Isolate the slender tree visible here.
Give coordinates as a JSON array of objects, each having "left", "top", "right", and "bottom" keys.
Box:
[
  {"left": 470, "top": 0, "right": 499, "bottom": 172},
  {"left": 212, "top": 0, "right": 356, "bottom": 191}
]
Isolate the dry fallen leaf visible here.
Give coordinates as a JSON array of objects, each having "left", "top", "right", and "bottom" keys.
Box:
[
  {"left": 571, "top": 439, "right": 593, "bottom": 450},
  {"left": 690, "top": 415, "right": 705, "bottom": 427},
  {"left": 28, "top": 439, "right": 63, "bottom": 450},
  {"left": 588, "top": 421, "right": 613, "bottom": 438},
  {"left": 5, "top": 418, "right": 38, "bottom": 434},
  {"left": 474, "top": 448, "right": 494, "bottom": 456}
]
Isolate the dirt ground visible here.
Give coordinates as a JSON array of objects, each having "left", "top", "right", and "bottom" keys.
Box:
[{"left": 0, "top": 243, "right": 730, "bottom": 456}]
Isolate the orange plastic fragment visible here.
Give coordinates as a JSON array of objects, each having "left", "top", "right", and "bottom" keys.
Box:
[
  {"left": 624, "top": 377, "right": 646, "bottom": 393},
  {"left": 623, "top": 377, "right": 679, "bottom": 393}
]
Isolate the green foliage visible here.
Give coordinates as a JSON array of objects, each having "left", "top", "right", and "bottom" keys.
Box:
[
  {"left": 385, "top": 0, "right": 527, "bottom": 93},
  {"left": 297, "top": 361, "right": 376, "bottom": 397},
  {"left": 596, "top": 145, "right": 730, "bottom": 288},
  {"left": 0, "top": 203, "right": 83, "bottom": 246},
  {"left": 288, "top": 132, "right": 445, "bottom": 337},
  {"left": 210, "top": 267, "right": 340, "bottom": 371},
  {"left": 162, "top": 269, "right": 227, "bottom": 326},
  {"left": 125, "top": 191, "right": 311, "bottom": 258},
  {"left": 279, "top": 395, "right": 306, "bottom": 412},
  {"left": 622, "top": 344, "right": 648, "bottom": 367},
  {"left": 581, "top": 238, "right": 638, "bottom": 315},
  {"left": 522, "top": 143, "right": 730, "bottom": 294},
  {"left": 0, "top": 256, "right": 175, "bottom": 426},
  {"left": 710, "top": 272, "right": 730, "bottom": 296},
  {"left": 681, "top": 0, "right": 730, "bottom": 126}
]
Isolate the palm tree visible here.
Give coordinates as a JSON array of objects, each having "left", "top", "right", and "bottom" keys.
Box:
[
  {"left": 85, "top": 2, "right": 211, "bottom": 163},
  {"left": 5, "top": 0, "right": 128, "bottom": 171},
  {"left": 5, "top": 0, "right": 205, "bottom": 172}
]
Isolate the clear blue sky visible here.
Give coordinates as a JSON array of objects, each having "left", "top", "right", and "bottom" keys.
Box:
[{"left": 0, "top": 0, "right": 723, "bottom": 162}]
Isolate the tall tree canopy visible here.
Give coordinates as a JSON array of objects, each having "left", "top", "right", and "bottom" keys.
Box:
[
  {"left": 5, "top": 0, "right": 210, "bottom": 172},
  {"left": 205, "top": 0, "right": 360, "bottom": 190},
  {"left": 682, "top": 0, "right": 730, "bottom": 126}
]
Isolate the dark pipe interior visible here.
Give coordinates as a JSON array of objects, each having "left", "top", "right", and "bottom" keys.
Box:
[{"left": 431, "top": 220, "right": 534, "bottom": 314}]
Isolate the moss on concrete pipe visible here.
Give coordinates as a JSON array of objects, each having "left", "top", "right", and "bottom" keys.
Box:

Set problem: Put every line of the data above into a Markdown table with the columns "Row" and "Data line", numbering the rows in order and leaving out blank lines.

Answer:
| Row | Data line |
|---|---|
| 1 | Isolate the slender tree visible here. |
| 2 | Give coordinates as a JSON array of objects, each having "left", "top", "right", and "bottom" keys. |
| 3 | Box: |
| 4 | [ |
| 5 |   {"left": 470, "top": 0, "right": 499, "bottom": 172}, |
| 6 |   {"left": 212, "top": 0, "right": 356, "bottom": 191} |
| 7 | ] |
| 8 | Isolate the dry fallen leaf visible here. |
| 9 | Give coordinates as a JSON array of objects, each having "left", "top", "right", and "bottom" keys. |
| 10 | Box: |
| 11 | [ |
| 12 |   {"left": 571, "top": 439, "right": 593, "bottom": 450}, |
| 13 |   {"left": 690, "top": 415, "right": 705, "bottom": 427}, |
| 14 |   {"left": 28, "top": 439, "right": 63, "bottom": 450}, |
| 15 |   {"left": 588, "top": 421, "right": 613, "bottom": 438}, |
| 16 |   {"left": 5, "top": 418, "right": 38, "bottom": 434}, |
| 17 |   {"left": 474, "top": 448, "right": 494, "bottom": 456} |
| 18 | ] |
| 19 | Isolate the dirt ground visible here. |
| 20 | Give coordinates as a JSON array of objects, each having "left", "top", "right", and "bottom" keys. |
| 21 | Box: |
| 22 | [{"left": 0, "top": 243, "right": 730, "bottom": 456}] |
| 23 | Isolate the orange plastic fragment visible here. |
| 24 | Give coordinates as a JSON array of objects, each having "left", "top", "right", and "bottom" keys. |
| 25 | Box: |
| 26 | [ |
| 27 |   {"left": 624, "top": 377, "right": 646, "bottom": 393}, |
| 28 |   {"left": 623, "top": 377, "right": 679, "bottom": 393} |
| 29 | ] |
| 30 | Isolate the green foliage visible here. |
| 31 | Give coordinates as a JSON array of objects, each having "left", "top", "right", and "bottom" keys. |
| 32 | Box: |
| 33 | [ |
| 34 |   {"left": 385, "top": 0, "right": 527, "bottom": 93}, |
| 35 |   {"left": 297, "top": 361, "right": 376, "bottom": 397}, |
| 36 |   {"left": 596, "top": 145, "right": 730, "bottom": 288}, |
| 37 |   {"left": 0, "top": 203, "right": 83, "bottom": 246}, |
| 38 |   {"left": 288, "top": 132, "right": 445, "bottom": 337}, |
| 39 |   {"left": 210, "top": 267, "right": 340, "bottom": 371}, |
| 40 |   {"left": 162, "top": 269, "right": 227, "bottom": 326}, |
| 41 |   {"left": 125, "top": 191, "right": 311, "bottom": 258}, |
| 42 |   {"left": 279, "top": 395, "right": 306, "bottom": 412}, |
| 43 |   {"left": 622, "top": 344, "right": 648, "bottom": 367}, |
| 44 |   {"left": 581, "top": 238, "right": 638, "bottom": 315}, |
| 45 |   {"left": 522, "top": 143, "right": 730, "bottom": 294}, |
| 46 |   {"left": 0, "top": 256, "right": 175, "bottom": 426}, |
| 47 |   {"left": 710, "top": 272, "right": 730, "bottom": 296}, |
| 48 |   {"left": 681, "top": 0, "right": 730, "bottom": 126} |
| 49 | ] |
| 50 | Isolate the palm tree visible here. |
| 51 | Give coordinates as a JSON array of objects, each having "left", "top", "right", and "bottom" keys. |
| 52 | Box: |
| 53 | [ |
| 54 |   {"left": 85, "top": 2, "right": 211, "bottom": 163}, |
| 55 |   {"left": 5, "top": 0, "right": 128, "bottom": 171}, |
| 56 |   {"left": 5, "top": 0, "right": 205, "bottom": 172} |
| 57 | ] |
| 58 | Isolate the clear blue sky visible here. |
| 59 | Give coordinates as a JSON array of objects, each having "left", "top", "right", and "bottom" keys. |
| 60 | Box: |
| 61 | [{"left": 0, "top": 0, "right": 723, "bottom": 162}] |
| 62 | Isolate the tall tree canopy visible here. |
| 63 | Give coordinates as a JSON array of objects, each having "left", "top", "right", and "bottom" keys. |
| 64 | Box: |
| 65 | [ |
| 66 |   {"left": 5, "top": 0, "right": 210, "bottom": 172}, |
| 67 |   {"left": 205, "top": 0, "right": 360, "bottom": 190}, |
| 68 |   {"left": 682, "top": 0, "right": 730, "bottom": 126} |
| 69 | ] |
| 70 | Isolate the dark pipe interior visible here. |
| 71 | Give coordinates as a JSON array of objects, each having "left", "top", "right", and "bottom" keys. |
| 72 | Box: |
| 73 | [{"left": 431, "top": 220, "right": 534, "bottom": 314}] |
| 74 | Isolate the moss on concrete pipe visible here. |
| 75 | Give coordinates as a JSON array of objects, each having "left", "top", "right", and "bottom" keys. |
| 76 | Box: |